● GIVEN TASK: Rewrite the listing below, replacing "integer pixel coordinates" with "whole-number pixel coordinates" everywhere and keeping everything else unchanged. Leave the pictures out.

[Items listed in a dataset]
--- Begin ---

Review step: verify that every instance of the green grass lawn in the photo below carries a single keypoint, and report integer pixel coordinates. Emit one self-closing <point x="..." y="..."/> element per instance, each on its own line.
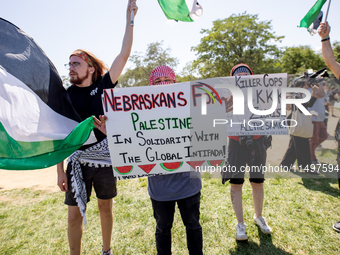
<point x="300" y="211"/>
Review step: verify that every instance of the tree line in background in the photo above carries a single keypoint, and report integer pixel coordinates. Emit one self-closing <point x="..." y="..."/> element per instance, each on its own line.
<point x="237" y="39"/>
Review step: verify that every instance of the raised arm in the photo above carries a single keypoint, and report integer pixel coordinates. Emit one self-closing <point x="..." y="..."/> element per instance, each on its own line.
<point x="327" y="51"/>
<point x="118" y="64"/>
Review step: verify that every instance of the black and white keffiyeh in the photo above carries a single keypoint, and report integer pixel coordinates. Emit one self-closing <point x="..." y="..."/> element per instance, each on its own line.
<point x="97" y="155"/>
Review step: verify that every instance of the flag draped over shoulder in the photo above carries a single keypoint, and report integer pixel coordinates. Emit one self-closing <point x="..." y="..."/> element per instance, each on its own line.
<point x="312" y="14"/>
<point x="183" y="10"/>
<point x="38" y="124"/>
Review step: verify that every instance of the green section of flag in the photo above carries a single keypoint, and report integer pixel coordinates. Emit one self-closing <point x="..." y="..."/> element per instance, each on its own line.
<point x="17" y="155"/>
<point x="312" y="14"/>
<point x="175" y="9"/>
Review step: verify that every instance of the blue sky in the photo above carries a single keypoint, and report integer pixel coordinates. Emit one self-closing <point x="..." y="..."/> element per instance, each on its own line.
<point x="60" y="27"/>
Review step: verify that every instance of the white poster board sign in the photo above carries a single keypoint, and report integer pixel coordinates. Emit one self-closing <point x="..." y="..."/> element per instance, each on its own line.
<point x="161" y="130"/>
<point x="256" y="104"/>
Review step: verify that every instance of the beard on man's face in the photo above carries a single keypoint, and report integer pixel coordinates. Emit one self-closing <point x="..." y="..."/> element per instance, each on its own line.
<point x="79" y="80"/>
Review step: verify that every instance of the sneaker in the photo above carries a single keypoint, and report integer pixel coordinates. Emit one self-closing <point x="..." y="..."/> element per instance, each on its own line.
<point x="262" y="224"/>
<point x="336" y="226"/>
<point x="241" y="232"/>
<point x="109" y="252"/>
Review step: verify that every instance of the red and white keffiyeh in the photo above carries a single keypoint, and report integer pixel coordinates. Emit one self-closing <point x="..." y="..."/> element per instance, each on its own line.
<point x="162" y="71"/>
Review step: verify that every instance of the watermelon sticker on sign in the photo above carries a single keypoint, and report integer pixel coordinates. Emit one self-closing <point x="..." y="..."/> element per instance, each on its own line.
<point x="173" y="166"/>
<point x="147" y="168"/>
<point x="216" y="163"/>
<point x="123" y="169"/>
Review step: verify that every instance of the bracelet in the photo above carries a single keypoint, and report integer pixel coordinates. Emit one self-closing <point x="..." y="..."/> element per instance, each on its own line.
<point x="325" y="39"/>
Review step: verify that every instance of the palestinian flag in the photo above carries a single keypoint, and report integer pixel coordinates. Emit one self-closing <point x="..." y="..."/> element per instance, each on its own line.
<point x="38" y="124"/>
<point x="312" y="14"/>
<point x="183" y="10"/>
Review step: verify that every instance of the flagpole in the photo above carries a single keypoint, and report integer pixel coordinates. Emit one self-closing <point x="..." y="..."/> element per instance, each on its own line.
<point x="132" y="18"/>
<point x="326" y="14"/>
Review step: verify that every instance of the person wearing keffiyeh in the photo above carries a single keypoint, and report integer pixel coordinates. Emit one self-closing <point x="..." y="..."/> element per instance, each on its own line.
<point x="181" y="188"/>
<point x="90" y="166"/>
<point x="167" y="190"/>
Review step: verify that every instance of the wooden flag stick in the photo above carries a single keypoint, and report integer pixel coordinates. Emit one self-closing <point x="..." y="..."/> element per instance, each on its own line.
<point x="132" y="19"/>
<point x="326" y="14"/>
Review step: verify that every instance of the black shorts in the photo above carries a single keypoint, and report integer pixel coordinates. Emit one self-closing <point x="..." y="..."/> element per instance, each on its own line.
<point x="239" y="156"/>
<point x="101" y="178"/>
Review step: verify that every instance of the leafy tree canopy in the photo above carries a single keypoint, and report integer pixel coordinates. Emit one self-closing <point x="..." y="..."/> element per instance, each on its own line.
<point x="237" y="39"/>
<point x="143" y="65"/>
<point x="298" y="59"/>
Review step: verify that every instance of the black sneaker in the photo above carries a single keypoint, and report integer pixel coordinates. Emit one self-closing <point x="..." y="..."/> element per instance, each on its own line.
<point x="336" y="226"/>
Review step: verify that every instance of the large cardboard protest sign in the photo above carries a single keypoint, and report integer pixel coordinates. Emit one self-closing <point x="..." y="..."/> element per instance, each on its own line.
<point x="257" y="104"/>
<point x="161" y="129"/>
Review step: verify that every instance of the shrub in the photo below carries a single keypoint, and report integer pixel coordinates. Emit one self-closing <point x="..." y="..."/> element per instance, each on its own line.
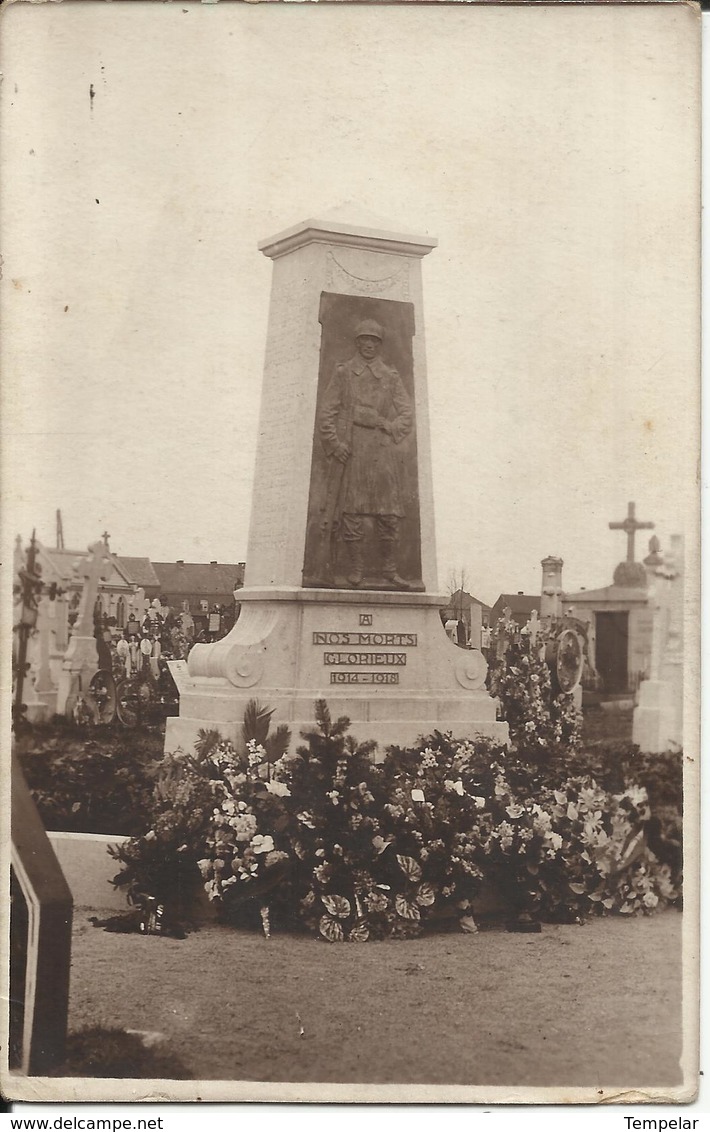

--- End ---

● RESULT:
Review step: verify that every instance of the green grass lawn in the photo below carries a single keypoint, and report whole-number pixel coordinates. Emit one self-closing <point x="..." y="..."/> element per instance, each on its own line.
<point x="300" y="211"/>
Review step: verify that every instance of the tree line in background in the photo above carries a single keypoint, and report whole-number pixel coordinates. Emit one self-closing <point x="..." y="..."/> element per instance, each on its own line.
<point x="237" y="39"/>
Review step: verify that every instance of the raised arm in the photo above carries a single keypoint, and report whole-number pixel coordinates. Emit one self-closing <point x="..." y="..."/> element per instance, each on its own line.
<point x="327" y="51"/>
<point x="118" y="64"/>
Review step: verify that every instance of the black and white keffiyeh in the photo above carries a single keypoint, and report whole-number pixel coordinates. Emit one self-closing <point x="..." y="..."/> element per instance, each on its own line.
<point x="97" y="155"/>
Review step: verify that every instance of the flag draped over shoulder in the photo above carries a single keypoint, and report whole-number pixel coordinates. Emit one self-closing <point x="..." y="..."/> element per instance, each on its own line.
<point x="312" y="14"/>
<point x="183" y="10"/>
<point x="38" y="124"/>
Review step: verify that every instance of the green section of flag in the photo above carries a single keypoint, and report whole-number pixel coordinates. Emit one self-closing <point x="..." y="..."/> element per instance, each on its own line.
<point x="17" y="155"/>
<point x="312" y="14"/>
<point x="175" y="9"/>
Review step: verify that every instance of the blue sky in the photo above carries a single keypoint, and report whole-number pixel coordinates. Emit one self-closing <point x="..." y="..."/> element per instance, each on its own line.
<point x="60" y="27"/>
Review step: verify that every instance of the white poster board sign in the photo above carries a single keypoint, and report whole-number pixel coordinates. Emit one self-closing <point x="..." y="..."/> element per instance, each on its own line.
<point x="161" y="130"/>
<point x="256" y="104"/>
Review step: verify that every instance of the beard on man's face in the photo above carries a single keypoint, and report whole-number pixel coordinates. Emit one self-closing <point x="..." y="..."/> element per instance, each on its own line.
<point x="79" y="80"/>
Review step: verify that every instance of the sneaker in the photo above carries a single keypoint, and report whole-number pixel coordinates. Emit one self-closing <point x="..." y="..."/> element per instance, each on its own line.
<point x="262" y="224"/>
<point x="336" y="226"/>
<point x="241" y="232"/>
<point x="109" y="252"/>
Review step: verify that every instance of the red and white keffiyeh in the photo above carries a single keypoint, and report whole-number pixel coordinates. Emit one self-closing <point x="..." y="..."/> element per instance, each on its own line.
<point x="162" y="71"/>
Review step: verify that every instance of the watermelon sticker on sign in the photo above carries a single keypoint, and report whole-number pixel coordinates. Emit one self-closing <point x="..." y="..."/> element per instance, each on its own line.
<point x="173" y="166"/>
<point x="147" y="168"/>
<point x="216" y="163"/>
<point x="123" y="169"/>
Review step: verify that every instance of the bracelet in the photo above carries a single keypoint, and report whole-number pixel coordinates. Emit one self-closing <point x="..." y="..."/> element per instance, each on its own line.
<point x="325" y="39"/>
Review step: verify that every instance of the palestinian flag in the photo above carries a single keypoint, and report whole-number pixel coordinates. Emit one self-closing <point x="..." y="..."/> element per instance, each on its own line.
<point x="38" y="124"/>
<point x="312" y="14"/>
<point x="183" y="10"/>
Review step: verify that every instance of the flagpole in the photo above carries a single keypoint, and report whole-number pixel coordinates. Emit one self-closing <point x="..." y="..."/> element per instance, each on its own line.
<point x="132" y="18"/>
<point x="326" y="14"/>
Review step: verify that every instance of the person wearing keffiyeh in the photo above carries a single keypoint, and report whole-number pixel coordinates. Emit one self-closing <point x="..." y="..."/> element per instance, each on its own line.
<point x="181" y="188"/>
<point x="90" y="166"/>
<point x="167" y="190"/>
Review step: verify that every instance of the wooden flag stick in the photo above carries a single keypoint, and report whole-number pixel coordinates. Emit one self-closing <point x="..." y="..."/> element per instance, each on its own line.
<point x="132" y="19"/>
<point x="326" y="14"/>
Review step: verify that every instance of the black shorts in the photo above carries a single keypoint, and report whole-number pixel coordinates. Emit one self-closing <point x="..." y="..."/> element per instance, each on its own line.
<point x="239" y="156"/>
<point x="101" y="178"/>
Review step: verify that every instance of the leafy tree canopy in the photo above carries a single keypoint, and report whole-number pixel coordinates. Emit one self-closing <point x="..." y="..."/> element per instance, each on its own line.
<point x="237" y="39"/>
<point x="143" y="65"/>
<point x="298" y="59"/>
Review step: verify that every instance of the black sneaker in the photo above carries a single keypoint, and report whole-number pixel coordinates. Emit one self-closing <point x="..." y="..."/> element per instance, each on its own line.
<point x="336" y="226"/>
Review step: verify that every instance of the large cardboard protest sign in the photo above carries a single keypoint, and report whole-number pixel coordinates. Emit one self-closing <point x="..." y="..."/> element per instance, each on its own line.
<point x="257" y="104"/>
<point x="161" y="129"/>
Review step: verify that every instance of the shrub in the photo below carries a single keypoint, and report whole-number pixel coordinates. Emit one self-closing <point x="..." y="..."/> element per instance, each on its own line.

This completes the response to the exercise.